▶ _What you need to do_: Please copy each of the entries below word for word, keeping every line in its original order.

▶ _Records supplied_:
-----

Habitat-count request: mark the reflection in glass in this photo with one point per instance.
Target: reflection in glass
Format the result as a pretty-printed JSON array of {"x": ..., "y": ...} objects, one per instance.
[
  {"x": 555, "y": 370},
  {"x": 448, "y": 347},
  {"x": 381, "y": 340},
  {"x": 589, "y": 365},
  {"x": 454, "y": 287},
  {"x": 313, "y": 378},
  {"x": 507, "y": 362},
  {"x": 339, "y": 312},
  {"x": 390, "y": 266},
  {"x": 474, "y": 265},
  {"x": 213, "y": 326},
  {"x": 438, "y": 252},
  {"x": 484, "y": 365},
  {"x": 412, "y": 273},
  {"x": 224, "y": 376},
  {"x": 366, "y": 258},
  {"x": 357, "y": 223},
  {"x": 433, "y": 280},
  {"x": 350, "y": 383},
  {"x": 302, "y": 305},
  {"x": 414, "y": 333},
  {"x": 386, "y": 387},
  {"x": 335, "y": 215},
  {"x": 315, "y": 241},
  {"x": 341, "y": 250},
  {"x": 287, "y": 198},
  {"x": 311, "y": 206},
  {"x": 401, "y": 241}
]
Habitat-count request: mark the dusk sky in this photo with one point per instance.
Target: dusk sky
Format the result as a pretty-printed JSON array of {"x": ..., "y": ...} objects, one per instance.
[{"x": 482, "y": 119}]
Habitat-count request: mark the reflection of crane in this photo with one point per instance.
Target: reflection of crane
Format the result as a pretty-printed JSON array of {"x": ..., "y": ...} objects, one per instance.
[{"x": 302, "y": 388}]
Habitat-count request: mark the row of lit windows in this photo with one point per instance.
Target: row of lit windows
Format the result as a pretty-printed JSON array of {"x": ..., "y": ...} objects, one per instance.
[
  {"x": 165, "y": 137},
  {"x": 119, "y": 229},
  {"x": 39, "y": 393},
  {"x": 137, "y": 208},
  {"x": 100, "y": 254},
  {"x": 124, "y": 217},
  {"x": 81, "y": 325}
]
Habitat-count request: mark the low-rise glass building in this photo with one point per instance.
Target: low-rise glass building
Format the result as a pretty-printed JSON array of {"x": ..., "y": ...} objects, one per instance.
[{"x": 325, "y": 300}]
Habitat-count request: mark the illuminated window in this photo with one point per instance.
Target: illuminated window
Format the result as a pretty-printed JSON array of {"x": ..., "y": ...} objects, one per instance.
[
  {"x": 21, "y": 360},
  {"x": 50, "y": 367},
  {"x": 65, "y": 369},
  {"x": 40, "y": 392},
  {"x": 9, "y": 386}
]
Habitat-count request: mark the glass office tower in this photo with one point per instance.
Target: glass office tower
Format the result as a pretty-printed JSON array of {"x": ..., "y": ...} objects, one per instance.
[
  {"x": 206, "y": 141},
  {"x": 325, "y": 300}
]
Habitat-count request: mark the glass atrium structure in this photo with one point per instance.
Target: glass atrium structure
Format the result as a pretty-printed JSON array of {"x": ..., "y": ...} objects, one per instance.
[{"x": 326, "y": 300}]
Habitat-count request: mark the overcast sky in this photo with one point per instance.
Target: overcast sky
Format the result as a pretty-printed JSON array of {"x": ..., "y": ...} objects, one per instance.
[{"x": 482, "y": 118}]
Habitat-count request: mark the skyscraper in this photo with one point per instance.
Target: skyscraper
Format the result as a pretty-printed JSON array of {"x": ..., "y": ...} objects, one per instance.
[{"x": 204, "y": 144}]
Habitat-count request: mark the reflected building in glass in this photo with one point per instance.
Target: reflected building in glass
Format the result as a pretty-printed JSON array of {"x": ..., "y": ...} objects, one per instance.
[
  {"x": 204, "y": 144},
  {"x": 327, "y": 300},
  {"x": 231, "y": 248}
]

-----

▶ _Response_:
Habitat-count request: mark the reflection in glass in this photo with one point per instance.
Target: reflection in glass
Format the result as a pretty-printed JSON array of {"x": ..., "y": ...} objects, one per instance.
[
  {"x": 555, "y": 370},
  {"x": 448, "y": 347},
  {"x": 381, "y": 340},
  {"x": 589, "y": 365},
  {"x": 454, "y": 287},
  {"x": 313, "y": 378},
  {"x": 507, "y": 362},
  {"x": 339, "y": 312},
  {"x": 390, "y": 266},
  {"x": 474, "y": 265},
  {"x": 213, "y": 326},
  {"x": 438, "y": 252},
  {"x": 484, "y": 365},
  {"x": 412, "y": 273},
  {"x": 224, "y": 376},
  {"x": 366, "y": 258},
  {"x": 357, "y": 223},
  {"x": 433, "y": 280},
  {"x": 350, "y": 383},
  {"x": 302, "y": 305},
  {"x": 414, "y": 333},
  {"x": 386, "y": 387},
  {"x": 335, "y": 215},
  {"x": 315, "y": 241},
  {"x": 341, "y": 250},
  {"x": 287, "y": 198},
  {"x": 311, "y": 206},
  {"x": 401, "y": 241}
]
Habitat-count request: mark the dusk sky in this photo with one point per instance.
Target: dusk sky
Format the result as a pretty-printed JSON array of {"x": ..., "y": ...} objects, one per instance.
[{"x": 482, "y": 119}]
Habitat-count request: mark the reflection of crane in this photo with one point per instance.
Target: reflection of crane
Format the result as a pretty-printed JSON array of {"x": ..., "y": ...} objects, one per instance.
[{"x": 302, "y": 388}]
Habitat-count request: mark the row of lit windows in this photo with one point per instance.
Target: row of lit windows
Format the result as a pretty-printed JSON array of {"x": ..., "y": ...} objects, one per instance.
[
  {"x": 165, "y": 137},
  {"x": 119, "y": 229},
  {"x": 39, "y": 393},
  {"x": 137, "y": 208},
  {"x": 100, "y": 254},
  {"x": 124, "y": 217},
  {"x": 81, "y": 325}
]
Habitat-count request: mark the low-rise glass building in this photo with one point per instance.
Target: low-rise glass building
Format the result as a pretty-printed JSON array of {"x": ..., "y": ...} objects, one per instance.
[{"x": 325, "y": 300}]
Habitat-count request: mark the illuminated window in this photo with one point per instance.
Target: illuminated window
Format the result as a pretty-printed JSON array of {"x": ..., "y": ...} objects, one per instance.
[
  {"x": 21, "y": 360},
  {"x": 50, "y": 367},
  {"x": 65, "y": 369},
  {"x": 40, "y": 392},
  {"x": 9, "y": 386}
]
Habitat-count request: mark the glass office tower in this photo with one point per instance.
Target: glass office tower
Format the result as a pretty-printed JSON array of {"x": ..., "y": ...} objects, one per instance.
[
  {"x": 206, "y": 141},
  {"x": 325, "y": 300}
]
Habitat-count request: mark the glass atrium structure in this photo with one point per instance.
Target: glass atrium structure
Format the result as a pretty-printed JSON array of {"x": ..., "y": ...} objects, one per instance.
[{"x": 326, "y": 300}]
Habitat-count request: mark the overcast sky in this photo with one point per instance.
Target: overcast sky
Format the result as a pretty-printed JSON array of {"x": ..., "y": ...} objects, one per instance.
[{"x": 482, "y": 118}]
Habitat-count request: mark the skyscraper in this photo with one point per instance.
Target: skyscraper
Format the result as a pretty-printed JSON array of {"x": ..., "y": ...} objects, one per instance.
[{"x": 204, "y": 144}]
Habitat-count request: mark the reflected building in glass in this photo with one point per instance.
Target: reflected building in glass
Format the result as a pretty-printed JSON array of {"x": ..., "y": ...} objects, one per instance.
[
  {"x": 204, "y": 144},
  {"x": 327, "y": 300},
  {"x": 231, "y": 248}
]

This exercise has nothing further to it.